Stated problem. Arrange the records below as a Markdown table with the columns Row and Text, one line per row and blank lines left out. Include only the lines from the one containing "background blur, giving" through the end of the records, both ends included.

Provided data.
* Start *

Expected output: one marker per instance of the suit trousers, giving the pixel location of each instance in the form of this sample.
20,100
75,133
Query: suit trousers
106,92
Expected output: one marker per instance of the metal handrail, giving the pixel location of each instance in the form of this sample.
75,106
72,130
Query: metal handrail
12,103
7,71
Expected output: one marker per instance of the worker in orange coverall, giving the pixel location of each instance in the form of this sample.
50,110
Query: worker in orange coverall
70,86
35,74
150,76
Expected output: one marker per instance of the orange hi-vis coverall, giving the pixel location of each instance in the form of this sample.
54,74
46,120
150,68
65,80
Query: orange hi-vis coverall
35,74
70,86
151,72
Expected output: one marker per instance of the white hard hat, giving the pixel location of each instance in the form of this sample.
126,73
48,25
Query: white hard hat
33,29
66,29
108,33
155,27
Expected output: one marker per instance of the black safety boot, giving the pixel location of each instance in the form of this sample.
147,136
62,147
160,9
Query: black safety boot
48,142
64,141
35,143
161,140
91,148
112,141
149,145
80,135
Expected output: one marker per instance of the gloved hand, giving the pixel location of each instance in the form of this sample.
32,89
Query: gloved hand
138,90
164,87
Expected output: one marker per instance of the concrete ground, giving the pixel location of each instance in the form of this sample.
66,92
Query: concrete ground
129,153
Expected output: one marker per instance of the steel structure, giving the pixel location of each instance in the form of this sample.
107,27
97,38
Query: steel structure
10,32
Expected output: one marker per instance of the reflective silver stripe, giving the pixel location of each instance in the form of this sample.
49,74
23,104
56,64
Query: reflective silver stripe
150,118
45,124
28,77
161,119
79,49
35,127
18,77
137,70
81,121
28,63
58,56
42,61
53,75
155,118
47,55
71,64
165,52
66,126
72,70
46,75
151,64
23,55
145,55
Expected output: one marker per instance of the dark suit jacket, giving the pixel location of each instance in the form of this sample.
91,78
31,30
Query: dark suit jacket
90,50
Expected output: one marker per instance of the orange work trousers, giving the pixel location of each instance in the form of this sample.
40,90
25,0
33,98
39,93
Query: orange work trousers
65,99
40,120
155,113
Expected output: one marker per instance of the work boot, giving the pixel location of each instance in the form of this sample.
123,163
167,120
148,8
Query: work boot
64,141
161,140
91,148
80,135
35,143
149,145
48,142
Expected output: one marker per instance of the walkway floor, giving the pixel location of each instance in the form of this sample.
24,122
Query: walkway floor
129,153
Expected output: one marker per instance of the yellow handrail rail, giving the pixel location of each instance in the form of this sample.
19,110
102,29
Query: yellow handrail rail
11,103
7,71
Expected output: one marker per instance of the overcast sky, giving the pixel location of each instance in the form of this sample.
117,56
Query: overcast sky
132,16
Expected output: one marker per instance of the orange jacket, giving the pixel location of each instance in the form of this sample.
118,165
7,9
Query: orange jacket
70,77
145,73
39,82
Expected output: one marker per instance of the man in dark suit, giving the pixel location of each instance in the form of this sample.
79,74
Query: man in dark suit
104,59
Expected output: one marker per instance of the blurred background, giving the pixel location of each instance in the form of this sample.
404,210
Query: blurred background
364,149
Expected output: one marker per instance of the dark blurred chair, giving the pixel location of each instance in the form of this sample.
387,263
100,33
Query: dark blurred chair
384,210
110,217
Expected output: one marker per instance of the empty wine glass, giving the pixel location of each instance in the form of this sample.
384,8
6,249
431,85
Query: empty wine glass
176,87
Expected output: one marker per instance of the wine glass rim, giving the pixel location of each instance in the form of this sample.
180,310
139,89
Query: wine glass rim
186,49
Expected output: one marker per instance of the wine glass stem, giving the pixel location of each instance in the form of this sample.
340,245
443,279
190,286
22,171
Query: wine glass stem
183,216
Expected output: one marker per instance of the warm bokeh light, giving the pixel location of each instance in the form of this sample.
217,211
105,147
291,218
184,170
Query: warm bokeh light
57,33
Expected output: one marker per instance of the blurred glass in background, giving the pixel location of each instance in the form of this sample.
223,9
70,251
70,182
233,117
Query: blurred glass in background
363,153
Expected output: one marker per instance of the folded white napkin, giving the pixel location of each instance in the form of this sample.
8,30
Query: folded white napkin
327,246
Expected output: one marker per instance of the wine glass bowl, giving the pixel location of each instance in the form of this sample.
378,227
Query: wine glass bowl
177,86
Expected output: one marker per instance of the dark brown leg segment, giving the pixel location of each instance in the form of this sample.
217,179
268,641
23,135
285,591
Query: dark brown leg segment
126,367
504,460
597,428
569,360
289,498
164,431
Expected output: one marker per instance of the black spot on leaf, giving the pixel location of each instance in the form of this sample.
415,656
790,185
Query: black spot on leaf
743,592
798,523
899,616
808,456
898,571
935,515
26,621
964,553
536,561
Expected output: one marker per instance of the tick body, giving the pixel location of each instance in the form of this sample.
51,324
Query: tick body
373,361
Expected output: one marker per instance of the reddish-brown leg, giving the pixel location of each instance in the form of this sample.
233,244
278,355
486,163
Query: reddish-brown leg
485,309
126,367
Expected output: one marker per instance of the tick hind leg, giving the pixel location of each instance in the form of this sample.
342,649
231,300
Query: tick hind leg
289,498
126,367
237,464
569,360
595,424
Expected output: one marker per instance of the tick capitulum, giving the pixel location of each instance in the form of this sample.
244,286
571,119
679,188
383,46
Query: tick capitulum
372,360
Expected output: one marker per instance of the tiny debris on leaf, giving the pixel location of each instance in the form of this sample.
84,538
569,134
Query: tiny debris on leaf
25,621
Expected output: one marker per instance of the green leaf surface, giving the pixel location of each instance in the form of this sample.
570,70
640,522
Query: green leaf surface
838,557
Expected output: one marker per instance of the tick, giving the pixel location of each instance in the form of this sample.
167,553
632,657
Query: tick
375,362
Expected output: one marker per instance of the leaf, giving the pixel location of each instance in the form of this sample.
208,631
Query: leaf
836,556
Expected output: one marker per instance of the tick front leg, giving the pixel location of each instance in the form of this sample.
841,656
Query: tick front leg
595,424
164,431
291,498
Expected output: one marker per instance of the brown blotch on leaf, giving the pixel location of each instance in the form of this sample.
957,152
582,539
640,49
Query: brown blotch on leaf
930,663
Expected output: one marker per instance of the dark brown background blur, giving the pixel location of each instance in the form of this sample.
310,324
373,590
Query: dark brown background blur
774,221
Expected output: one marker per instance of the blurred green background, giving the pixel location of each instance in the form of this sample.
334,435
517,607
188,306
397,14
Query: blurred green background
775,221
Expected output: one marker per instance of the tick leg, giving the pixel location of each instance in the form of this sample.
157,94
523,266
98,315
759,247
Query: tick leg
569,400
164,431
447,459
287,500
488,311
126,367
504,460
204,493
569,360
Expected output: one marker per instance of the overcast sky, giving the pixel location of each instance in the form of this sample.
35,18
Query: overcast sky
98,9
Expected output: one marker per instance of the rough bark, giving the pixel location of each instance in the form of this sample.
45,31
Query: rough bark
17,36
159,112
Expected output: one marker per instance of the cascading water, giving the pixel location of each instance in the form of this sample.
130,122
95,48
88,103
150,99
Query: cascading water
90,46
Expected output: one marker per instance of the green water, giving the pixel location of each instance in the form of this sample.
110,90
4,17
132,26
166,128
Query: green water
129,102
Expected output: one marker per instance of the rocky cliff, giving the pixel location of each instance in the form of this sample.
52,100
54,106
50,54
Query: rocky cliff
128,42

* End *

Completed exercise.
| Row | Text |
|---|---|
| 1 | Expected output: one marker per instance of the dark brown background blur, giving the pixel location of each instance in the form of this sample. |
| 2 | 310,324 |
| 3 | 373,590 |
| 4 | Query: dark brown background blur |
| 5 | 774,221 |
| 6 | Expected output: one marker per instance of the blurred green background, giving the pixel location of each instance in the form of this sample. |
| 7 | 334,435 |
| 8 | 517,607 |
| 9 | 188,306 |
| 10 | 397,14 |
| 11 | Query: blurred green background |
| 12 | 775,221 |
| 13 | Expected output: one marker per instance of the tick leg, giving the pixel location of each instance in the form of this sample. |
| 14 | 157,94 |
| 15 | 523,266 |
| 16 | 98,315 |
| 17 | 759,247 |
| 18 | Query: tick leg |
| 19 | 569,400 |
| 20 | 164,431 |
| 21 | 447,459 |
| 22 | 287,500 |
| 23 | 488,311 |
| 24 | 126,367 |
| 25 | 504,460 |
| 26 | 204,493 |
| 27 | 569,360 |
| 28 | Expected output: one marker per instance of the overcast sky, giving the pixel location of each instance in the form of this sample. |
| 29 | 35,18 |
| 30 | Query: overcast sky |
| 31 | 98,9 |
| 32 | Expected output: one marker per instance of the rough bark, giving the pixel location of each instance in the form of this sample. |
| 33 | 45,31 |
| 34 | Query: rough bark |
| 35 | 17,36 |
| 36 | 159,112 |
| 37 | Expected output: one marker per instance of the cascading water, giving the pixel location of each instance in the form of this sample. |
| 38 | 130,122 |
| 39 | 95,48 |
| 40 | 88,103 |
| 41 | 150,99 |
| 42 | Query: cascading water |
| 43 | 90,46 |
| 44 | Expected output: one marker per instance of the green water, giving the pixel location of each instance in the form of this sample. |
| 45 | 110,90 |
| 46 | 4,17 |
| 47 | 132,26 |
| 48 | 166,128 |
| 49 | Query: green water |
| 50 | 129,102 |
| 51 | Expected output: one marker per instance of the rocky cliff, giving the pixel location of each instance in the form of this sample. |
| 52 | 52,100 |
| 53 | 54,106 |
| 54 | 50,54 |
| 55 | Query: rocky cliff |
| 56 | 128,42 |